───── RECORDS FOR THIS TASK ─────

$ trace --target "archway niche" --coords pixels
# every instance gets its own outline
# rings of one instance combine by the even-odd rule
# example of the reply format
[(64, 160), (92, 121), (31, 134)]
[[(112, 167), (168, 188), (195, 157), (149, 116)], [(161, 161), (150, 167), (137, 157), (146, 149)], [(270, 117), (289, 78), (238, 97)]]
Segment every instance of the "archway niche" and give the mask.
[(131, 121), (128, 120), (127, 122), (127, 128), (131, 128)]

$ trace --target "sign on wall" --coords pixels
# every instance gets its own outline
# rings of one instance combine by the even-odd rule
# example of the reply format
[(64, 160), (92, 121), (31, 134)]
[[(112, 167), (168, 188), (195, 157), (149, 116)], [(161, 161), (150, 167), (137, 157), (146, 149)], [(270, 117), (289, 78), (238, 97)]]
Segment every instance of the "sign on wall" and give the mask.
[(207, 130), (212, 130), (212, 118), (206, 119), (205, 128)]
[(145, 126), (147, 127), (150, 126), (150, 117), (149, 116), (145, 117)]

─────
───── RECORDS FOR THIS TASK ─────

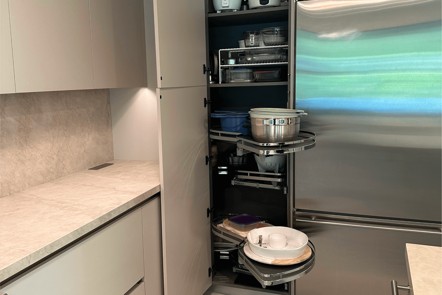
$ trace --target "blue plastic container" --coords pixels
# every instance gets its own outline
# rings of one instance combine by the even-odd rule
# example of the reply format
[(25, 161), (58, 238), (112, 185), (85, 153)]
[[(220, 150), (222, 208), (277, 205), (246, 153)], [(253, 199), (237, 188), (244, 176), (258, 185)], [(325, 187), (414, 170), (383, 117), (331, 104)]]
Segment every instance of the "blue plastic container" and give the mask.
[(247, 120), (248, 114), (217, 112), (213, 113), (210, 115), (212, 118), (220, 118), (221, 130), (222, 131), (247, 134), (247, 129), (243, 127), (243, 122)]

─────
───── RECORDS FOR THIS TASK ─────

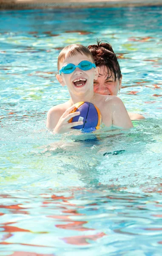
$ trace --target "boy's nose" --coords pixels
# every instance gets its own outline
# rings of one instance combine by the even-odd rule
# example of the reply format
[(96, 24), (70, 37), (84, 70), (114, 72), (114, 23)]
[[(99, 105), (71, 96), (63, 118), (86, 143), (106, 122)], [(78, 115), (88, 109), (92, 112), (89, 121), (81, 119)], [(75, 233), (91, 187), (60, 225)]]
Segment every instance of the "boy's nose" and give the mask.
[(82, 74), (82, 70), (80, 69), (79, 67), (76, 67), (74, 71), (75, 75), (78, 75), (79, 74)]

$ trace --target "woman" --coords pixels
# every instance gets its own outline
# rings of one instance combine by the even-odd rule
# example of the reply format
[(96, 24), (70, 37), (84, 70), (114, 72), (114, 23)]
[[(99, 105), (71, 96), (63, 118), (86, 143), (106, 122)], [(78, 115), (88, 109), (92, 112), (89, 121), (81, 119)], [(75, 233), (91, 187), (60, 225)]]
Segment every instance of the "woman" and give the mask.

─────

- _DIRECTIONS_: Extract every line of the records above that contains the string "trace", treating case as significant.

- _SOLUTION TO THE PROBLEM_:
$ trace --target "archway niche" --coords pixels
$ trace --target "sign on wall" --coords pixels
$ trace --target "blue plastic container" --coords pixels
$ trace --target "boy's nose" --coords pixels
$ trace --target "woman" --coords pixels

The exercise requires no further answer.